* [Text]:
╔══
I have already looked at True North. (I actualy prefer the look of the Proletriat bikes)

My heart seems pretty set on a classic Italian frame and I have made contact with Geoff in Hungary to see what he can reccomend.

The bummer is that the DeRossa Batic EL, which would fit me like a glove has been sold!

 

There is a fella from germany on ebay selling som killer bikes for not so killer prices but go and have a look if you like classics.. https://stores.ebay.com/benny1benny_W0QQcolZ4QQdirZ1QQfsubZ0QQftidZ2QQpZ2QQtZkm


----------



## Quattro_Assi_07 (Jan 13, 2006)

*Retro-mod Miyata Team...*

My "new" 1990 Miyata Team with 10 speed 7700 Dura Ace components.
























and with it's older cousins...


----------



## TBro (Jan 19, 2007)

*steel frame*

What frame size do you need?





fux said:


> I have already looked at True North. (I actualy prefer the look of the Proletriat bikes)
> 
> My heart seems pretty set on a classic Italian frame and I have made contact with Geoff in Hungary to see what he can reccomend.
> 
> ...


----------



## fux (Apr 25, 2008)

I`m looking for 50-52, something with a (virtual) top tube around 515-530 and prefrably light......


----------



## Dave Hickey (Jan 27, 2002)
╚══
* [Provided information]:
╔══
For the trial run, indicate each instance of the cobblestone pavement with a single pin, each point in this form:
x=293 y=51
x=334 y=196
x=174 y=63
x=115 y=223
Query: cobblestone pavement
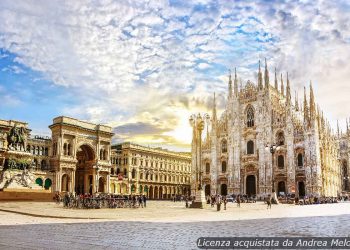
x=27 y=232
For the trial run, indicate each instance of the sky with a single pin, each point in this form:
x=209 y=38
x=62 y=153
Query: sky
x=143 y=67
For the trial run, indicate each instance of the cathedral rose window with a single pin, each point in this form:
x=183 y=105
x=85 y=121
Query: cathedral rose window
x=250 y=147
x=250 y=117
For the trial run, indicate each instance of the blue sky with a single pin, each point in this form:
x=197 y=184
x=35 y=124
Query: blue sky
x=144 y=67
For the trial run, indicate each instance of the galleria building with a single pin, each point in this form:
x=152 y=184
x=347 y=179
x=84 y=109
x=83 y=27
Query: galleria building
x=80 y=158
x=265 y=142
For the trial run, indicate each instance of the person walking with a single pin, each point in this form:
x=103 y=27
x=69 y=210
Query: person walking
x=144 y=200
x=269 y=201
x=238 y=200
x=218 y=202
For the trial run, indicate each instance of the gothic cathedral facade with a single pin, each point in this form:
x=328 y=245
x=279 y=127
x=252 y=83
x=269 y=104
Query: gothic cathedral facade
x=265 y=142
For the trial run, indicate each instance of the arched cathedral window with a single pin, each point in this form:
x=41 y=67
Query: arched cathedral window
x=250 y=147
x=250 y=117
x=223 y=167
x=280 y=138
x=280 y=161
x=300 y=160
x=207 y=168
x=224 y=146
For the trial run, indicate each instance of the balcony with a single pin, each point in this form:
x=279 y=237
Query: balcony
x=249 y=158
╚══
╔══
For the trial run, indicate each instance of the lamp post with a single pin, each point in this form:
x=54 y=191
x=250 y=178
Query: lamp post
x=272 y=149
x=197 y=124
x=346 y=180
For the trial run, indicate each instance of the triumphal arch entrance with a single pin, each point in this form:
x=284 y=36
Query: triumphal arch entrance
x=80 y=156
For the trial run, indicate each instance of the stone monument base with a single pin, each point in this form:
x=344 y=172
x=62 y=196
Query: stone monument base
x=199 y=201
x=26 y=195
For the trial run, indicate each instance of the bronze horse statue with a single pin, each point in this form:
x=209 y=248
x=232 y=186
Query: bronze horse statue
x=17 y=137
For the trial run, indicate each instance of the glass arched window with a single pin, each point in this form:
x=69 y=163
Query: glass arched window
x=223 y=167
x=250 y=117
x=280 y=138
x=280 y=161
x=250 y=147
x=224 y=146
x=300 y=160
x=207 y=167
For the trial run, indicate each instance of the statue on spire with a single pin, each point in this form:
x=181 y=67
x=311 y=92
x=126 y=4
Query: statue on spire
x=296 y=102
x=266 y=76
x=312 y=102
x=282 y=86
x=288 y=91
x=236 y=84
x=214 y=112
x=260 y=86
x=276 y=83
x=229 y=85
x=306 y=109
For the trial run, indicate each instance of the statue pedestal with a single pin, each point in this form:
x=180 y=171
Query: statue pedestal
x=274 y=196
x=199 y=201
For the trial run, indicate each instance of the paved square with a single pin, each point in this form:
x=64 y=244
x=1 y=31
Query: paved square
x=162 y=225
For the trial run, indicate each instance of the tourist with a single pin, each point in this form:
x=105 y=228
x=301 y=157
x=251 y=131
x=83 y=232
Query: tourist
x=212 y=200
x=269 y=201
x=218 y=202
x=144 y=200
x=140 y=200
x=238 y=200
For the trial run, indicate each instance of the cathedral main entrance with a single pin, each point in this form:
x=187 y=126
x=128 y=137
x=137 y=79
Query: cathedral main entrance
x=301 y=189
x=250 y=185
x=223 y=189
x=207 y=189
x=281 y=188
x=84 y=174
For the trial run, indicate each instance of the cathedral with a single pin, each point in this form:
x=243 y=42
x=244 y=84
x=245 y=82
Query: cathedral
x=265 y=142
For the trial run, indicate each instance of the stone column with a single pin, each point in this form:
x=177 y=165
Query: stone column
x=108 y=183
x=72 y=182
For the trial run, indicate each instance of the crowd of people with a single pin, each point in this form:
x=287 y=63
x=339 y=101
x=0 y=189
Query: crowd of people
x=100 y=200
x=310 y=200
╚══
╔══
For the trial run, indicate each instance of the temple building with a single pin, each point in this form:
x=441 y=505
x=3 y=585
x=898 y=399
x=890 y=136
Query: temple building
╚══
* [Exercises to complete]:
1. Answer these questions using the bicycle forum thread. Put each answer on its own line, labeled the same way.
(a) Which bike, which would have fit the poster perfectly, has already been sold?
(b) What model year and what components does the Miyata Team have?
(c) What frame size range does fux say he is looking for?
2. Translate this sentence from the bicycle forum thread into Spanish: "The bummer is that the DeRossa Batic EL, which would fit me like a glove has been sold!"
3. Continue the forum thread about classic steel bike frames from the point where it stops.

* [Task answers]:
1.
(a) The DeRossa Batic EL.
(b) It is a 1990 model with 10 speed 7700 Dura Ace components.
(c) 50-52.

2. ¡Lo malo es que la DeRossa Batic EL, que me quedaría como anillo al dedo, ya se vendió!

3.
fux said:


> I`m looking for 50-52, something with a (virtual) top tube around 515-530 and prefrably light......


eBay is filled with excellent new/used steel frames.

you can narrow your search to steel frames in size 50,51, and 52 size...I do it everyday just to see what's out there...

check out this link..I already filtered the search for you

http://sporting-goods.shop.ebay.com...=1&_sacat=98084&_ssov=1&_trksid=p3286.c0.m282


----------



## ClassicSteel71 (Mar 5, 2009)

My Colnago is a 50cm with about 400 miles (mint) on it.. Make an offer if your interested.


----------



## TBro (Jan 19, 2007)

*steel frame*

Dave's right about ebay. For your frame size there are probably some good options. Hopefully the competition in your size won't be as bad. The demand for high quality vintage Italian frames in a 54 or 55 always seemed to drive the prices up to almost "new frame" levels. I will search some of the sites I had looked at before and send you any deals I find. 




fux said:


> I`m looking for 50-52, something with a (virtual) top tube around 515-530 and prefrably light......


----------



## fux (Apr 25, 2008)

thanx for the help fella`s.

I am considering the Fausto Coppi Genius "Championissimo"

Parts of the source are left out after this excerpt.